*TEXT*.
* Start *
What is pathetic in death is not the loss of a container of memories and affects or the fleeting away of another productive member of the family, of society, but the loss of the capacity to speak. Death acts like a nightmare on the living. Conjuring images of “once upon a time,” the living attempt to answer for the horror of a brisk wind which extinguishes light in one subtle swoop. But the sad conclusive cough of a body judged guilty of living in capitalism is repeated and shared. Each voice is rendered mute. Each potentiality perfectly aware of what strangles it daily. The tears of the living for the dead, while representing a real sadness, never conjoin to form the flood which will redeem the past. Instead, the mouth opens, limbs shake with anxiety; our small, light-colored hairs stand up searching for a warmth which is not in this world. And in the end, what could be communicated—the single gesture of communicability itself—is once again lost, irretrievable, amidst blinking lights and the flow of commodities which live so much longer than any of us.
What is redemption in such circumstances? Is it forgiving our trespasses, and forgiving those who trespass against us? By what means do we admit a presence which annuls memories, scars, blood?
My family is connected through Facebook. The eulogy for my grandmother stumbled on her truth. She took on a predictable position of women married to husbands in the twentieth century. She mothered many children and formed the foundation to a family whose care was held by a second-generation Italian pater. She, and all the other shes of the family, suffered only the absence of en-courage-ment. It is not surprising: they all left. My grandmother quietly lived as if she had been redeemed, doing the books to my grandfathers photography business, never once elaborating her own passions for paint on canvas. The eulogy concluded, as my grandmother often would, that if anyone felt despondent, the eulogist would happily go shopping with them. The analogy to government orders following the events of September eleventh to go shopping is not lost on me. There were some really good sales at Macy’s
On the other side of the family, between drinks, and with far too many teenage mothers, I learned cousin Ian had been sentenced in ‘Oh-four. My absence from Facebook excluded me from hearing this bullshit earlier. Was it three-strikes you’re out? Did he have guns too? How long is a life-sentence? The silence of social death touches even the Midwestern Irish working class. My other cousin, who used hockey like how the black body uses football or basketball, or how southern whites use the military, received a terrible back injury and was sentenced to a fancy new oxycodone addiction. Again, if only I had Facebook… One of my sisters still clings to the myth that we’re different because we didn’t grow up in these fucked up conditions, but she conveniently forgot about all the suicides and boredom; the drive-by’s and the addictions, even the empty refrigerators, which painfully illustrate our miserable upbringing. We all ran too, and we ran for a reason.
* End *
*PROBLEMS AND TASKS*.
[1] In the passage on death and family, what business did the grandmother keep the books for?
[2] Echo the passage on death and family from "What is redemption" up to and including "memories, scars, blood?".
[3] Carry on the passage on death and family from the point where it stops.

*SOURCE EXCERPT*.
* Start *
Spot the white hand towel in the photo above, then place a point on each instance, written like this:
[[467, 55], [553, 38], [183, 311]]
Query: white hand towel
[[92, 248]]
* End *
*ANSWERS TO EACH TASK*.
[1] The narrator's grandfather's photography business.

[2]
What is redemption in such circumstances? Is it forgiving our trespasses, and forgiving those who trespass against us? By what means do we admit a presence which annuls memories, scars, blood?

[3]
The fold of this history is uncertain. On the one hand, everything about today, and even yesterday, just points toward the production of death. Enduring high school, when anarchy was merely a secret which Propagandhi attempted to whisper to me through power chords; or when struggle was just some band that that dude from the Locust was in, Columbine seemed perfectly reasonable. We sketched pictures of it all the time. We searched our history books, attempting to discover any time when the underdog wreaked its vengeance. We had no voice then, no words to call our own, and no world which affected us. We had only the conditions of all of that dissolving. In that time, many of us were quite literally unwanted children; and judging by the fields we set on fire, the plots to blow up schools, the churches we vandalized, and unfortunately, the animals which we tortured, we were capable of some fucked up shit. The youth of today are even worse.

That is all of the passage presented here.